- REQUIRED WORK
**a)** In the article on corporate banking trends for 2022, what share of SMEs switched banks according to the October 2020 survey?
**b)** Write the next part of the article on corporate banking trends for 2022, continuing from its last sentence.
──────── TEXT SECTION ────────
4 Digital Transformation Trends in Corporate Banking for 2022
The recent global crisis spotlighted retail banking, but similar forces are at work in the corporate banking sector. Out of sight often means out of mind. However, the jolt for corporate banks overly reliant on paperwork and branch dependencies is real.
For corporate banks, the need of the hour is to pivot to new mindsets and create partnerships in the fast-evolving ecosystem influenced by pure-play B2B ecosystems (Paysme, Tinkoff, Stripe) and BigTechs (Amazon). It will be essential to bounce back from pandemic aftershocks and transit to banking models that are experiential, sustainable, and inclusive.
2022 Corporate Banking Landscape.
Complicating the turbulence are hardly new factors – stringency in regulation, shifting millennial client needs, digital revolution, and globalization. Unsurprisingly, Bill Gates spoke of banks as dinosaurs almost three decades ago.
In times of shrinking lending margins, increased cyber security breaches, tech-savvy customers, and the fast-and-furious inroads of Fintechs, corporate banks must leverage big data and scale their advanced analytics capabilities. We are past the tipping point; 2022 is the turnaround year.
- Customer experience is now business of experience: Consider this August 2021 report. 97% think banking apps as a customer service tool must have a place in corporate banking. 66% say yes for chatbots and virtual assistants, and 72% for mobile wallets. The dire need for corporate banks to simplify their business processes using intelligent automation is brought home by a sobering stat: 1 in 5 millennials plan to bypass corporate work and start enterprises. Be it the digital-first mindset, mobile-friendly attitude, their businesses having international components, or the information-hungry behavior; corporate banks must pivot from banking to the business of experience. After all, commercial clients using digital services for their personal needs know how vital seamless and experiential journeys are. Given the heightened intolerance levels, it is a plot that corporate banks cannot get wrong. Here’s the evidence: An October 2020 survey showed that in the previous 12 months (coinciding with the pandemic’s peak), 16% of SMEs switched banks against the industry average of 10%.
- From traditional supply-chain finance to ecosystem platforms and B2B super apps. Marketplace ecosystems enable geographic expansion and create new business models and sources of finance. With a Banking-as-a-service platform (open banking), leading organizations (Citi, DBS, for instance) are leveraging APIs to open data and services to third parties. For example, BBVA revamped its supply chain finance solution, allowing third parties to retrieve business user balances and transactions in a market standard format. Unlike stand-alone operating banks relying only on the internet with limited solutions (supplier finance and distributor finance), ecosystem platforms bring in broader market players (membership banks, trust companies, and multiple corporates). The shift is in technology (blockchain included) and business models (trading platforms, client brokerage, and IT solutions services). The People’s Bank of China recently coordinated a new platform to leverage blockchain technology. The outcomes? Improved capital efficiency and surge in the financing, not to mention the scope of future innovations.
──────── AVAILABLE DATA ────────
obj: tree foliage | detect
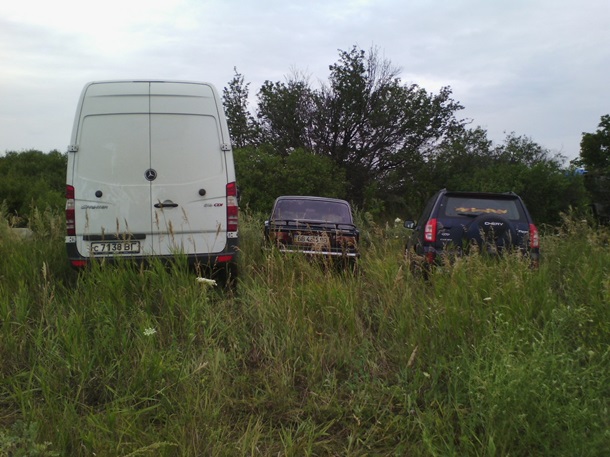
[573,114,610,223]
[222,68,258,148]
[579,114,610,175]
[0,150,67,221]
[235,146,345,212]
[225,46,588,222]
────────
──────── AVAILABLE DATA ────────
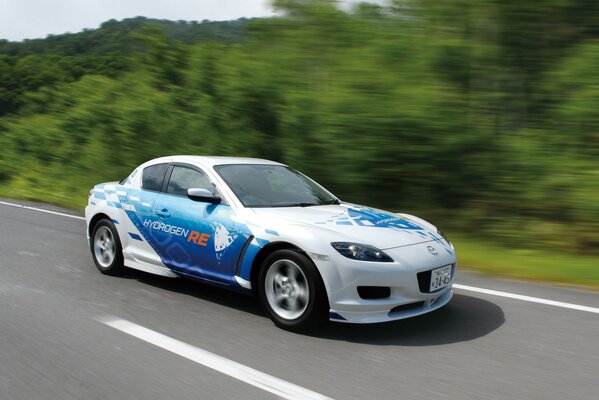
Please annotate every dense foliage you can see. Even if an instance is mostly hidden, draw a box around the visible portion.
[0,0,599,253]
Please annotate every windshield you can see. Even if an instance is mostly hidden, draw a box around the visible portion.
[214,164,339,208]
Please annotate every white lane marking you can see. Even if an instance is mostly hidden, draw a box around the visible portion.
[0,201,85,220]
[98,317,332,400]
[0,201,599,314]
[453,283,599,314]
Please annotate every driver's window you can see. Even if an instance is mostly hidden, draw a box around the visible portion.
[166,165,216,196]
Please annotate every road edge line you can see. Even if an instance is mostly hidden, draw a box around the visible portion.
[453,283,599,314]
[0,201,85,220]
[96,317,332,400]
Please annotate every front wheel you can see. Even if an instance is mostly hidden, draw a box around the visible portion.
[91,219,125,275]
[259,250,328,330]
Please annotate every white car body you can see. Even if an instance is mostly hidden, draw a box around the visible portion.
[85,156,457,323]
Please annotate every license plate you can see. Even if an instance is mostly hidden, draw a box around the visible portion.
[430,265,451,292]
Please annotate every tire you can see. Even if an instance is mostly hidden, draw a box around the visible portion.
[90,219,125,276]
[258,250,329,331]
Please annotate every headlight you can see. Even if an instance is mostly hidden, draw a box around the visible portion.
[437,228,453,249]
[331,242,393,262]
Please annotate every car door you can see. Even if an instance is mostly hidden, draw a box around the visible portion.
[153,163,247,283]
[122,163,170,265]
────────
- TASK-BY-TASK RESULTS
**a)** 16% of SMEs switched banks, compared with an industry average of 10%.

**b)**
- Back to Basics with Open Banking: Be it achieving operational excellence, customizing product proposition, or leveraging data and analytics, corporate banks in 2022 will adopt a ‘back-to-school’ approach. Scrutinize manual processes and then understand customer expectations by looking at the tools and products they use; corporate banks can then move to test the stability and security of their services (front-office and back-office ones). Why is this important? Because as open banking lifts off, the revenue opportunities ($9.6 Bn, 2022) and the SMEs that will adopt it (71%) are simply unmissable. Even so, open banking allows better tracking of business performances and simplifies accounting, payroll, and auditing.
What about the other drivers? For one, boosting operational excellence (including sales force enablement and process digitization) will improve cost structures and customer experience. Secondly, customizing product propositions will facilitate sector-specific solutions, and leveraging data and analytics across pricing, selling, retention, and prospecting will augment corporate banks’ revenues.
- Accessing Automation: As OCR technology enables corporate banking to beat legacy systems and paper-based documentation, automation’s role in 2022 will only grow. Simplifying applications, automated underwriting, dynamic documenting, e-signing, and paperless transactions will be the various transition points to a bank’s touchless process. A recent study by Dun & Bradstreet reports that 36% of businesses had already begun to automate specific tasks.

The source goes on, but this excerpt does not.